Stored items:
# # # # # # #
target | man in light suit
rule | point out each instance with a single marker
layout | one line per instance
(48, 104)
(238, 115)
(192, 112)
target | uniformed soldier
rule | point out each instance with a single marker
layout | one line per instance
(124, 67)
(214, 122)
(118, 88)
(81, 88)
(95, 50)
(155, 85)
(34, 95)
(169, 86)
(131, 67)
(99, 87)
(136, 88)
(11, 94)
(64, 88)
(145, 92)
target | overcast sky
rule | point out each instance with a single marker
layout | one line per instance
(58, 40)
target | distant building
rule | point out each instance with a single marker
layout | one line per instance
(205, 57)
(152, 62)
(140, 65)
# # # # # # #
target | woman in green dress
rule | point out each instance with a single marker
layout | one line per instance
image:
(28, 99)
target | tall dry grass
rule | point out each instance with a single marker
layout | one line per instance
# # # # # # #
Show every line above that contains the string "target", matching case exactly.

Output for this exercise ::
target | man in light suit
target | uniformed soldier
target | overcast sky
target | distant building
target | woman in green dress
target | tall dry grass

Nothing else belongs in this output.